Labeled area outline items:
------------------------
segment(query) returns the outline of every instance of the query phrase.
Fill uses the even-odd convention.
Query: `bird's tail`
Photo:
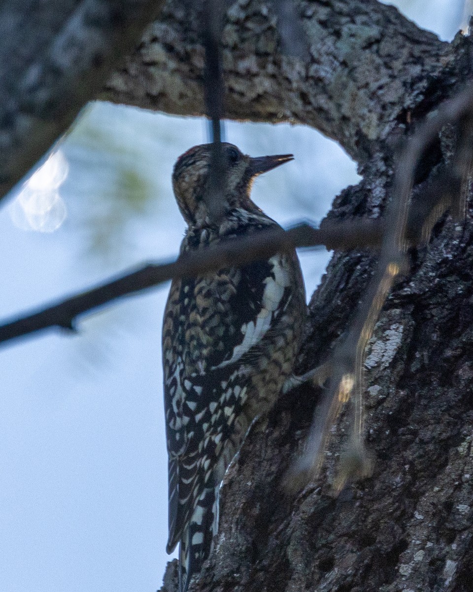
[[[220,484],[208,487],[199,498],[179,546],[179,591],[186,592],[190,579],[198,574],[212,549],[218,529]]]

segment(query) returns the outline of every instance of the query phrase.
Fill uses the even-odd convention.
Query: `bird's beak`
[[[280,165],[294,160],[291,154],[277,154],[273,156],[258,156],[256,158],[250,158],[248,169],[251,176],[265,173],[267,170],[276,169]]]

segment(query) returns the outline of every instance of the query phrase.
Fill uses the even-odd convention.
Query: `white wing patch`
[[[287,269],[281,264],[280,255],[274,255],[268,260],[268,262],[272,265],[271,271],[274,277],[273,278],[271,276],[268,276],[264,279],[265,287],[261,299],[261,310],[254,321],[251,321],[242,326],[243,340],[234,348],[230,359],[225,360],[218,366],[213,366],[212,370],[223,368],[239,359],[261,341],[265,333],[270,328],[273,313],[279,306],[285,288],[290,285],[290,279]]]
------------------------
• WHAT IS NEEDED: Rewrite the listing above as a JSON array of strings, one string per line, skipping blank lines. Omit the pictures.

• REPLY:
[
  "segment(query) returns the outline of every instance of the query phrase.",
  "Fill uses the even-odd convention.",
  "Query: `bird's tail`",
  "Photo:",
  "[[[220,484],[208,487],[199,498],[179,546],[179,591],[186,592],[190,579],[198,574],[212,549],[218,529]]]",
  "segment(query) returns the outline of every instance of the query phrase.",
  "Fill uses the even-odd convention.",
  "Query: `bird's beak`",
  "[[[280,165],[294,160],[291,154],[277,154],[273,156],[258,156],[256,158],[250,158],[248,169],[251,176],[265,173],[267,170],[276,169]]]",
  "segment(query) returns the outline of every instance of the query phrase.",
  "Fill uses the even-odd convention.",
  "Query: `white wing patch`",
  "[[[287,269],[281,264],[280,255],[274,255],[268,260],[268,262],[272,265],[271,271],[274,277],[273,278],[271,276],[268,276],[264,279],[265,287],[261,299],[261,310],[254,321],[251,321],[242,326],[243,340],[234,348],[230,359],[225,360],[218,366],[213,366],[212,370],[223,368],[239,359],[261,341],[265,333],[270,328],[273,313],[279,306],[285,288],[290,285],[290,279]]]"
]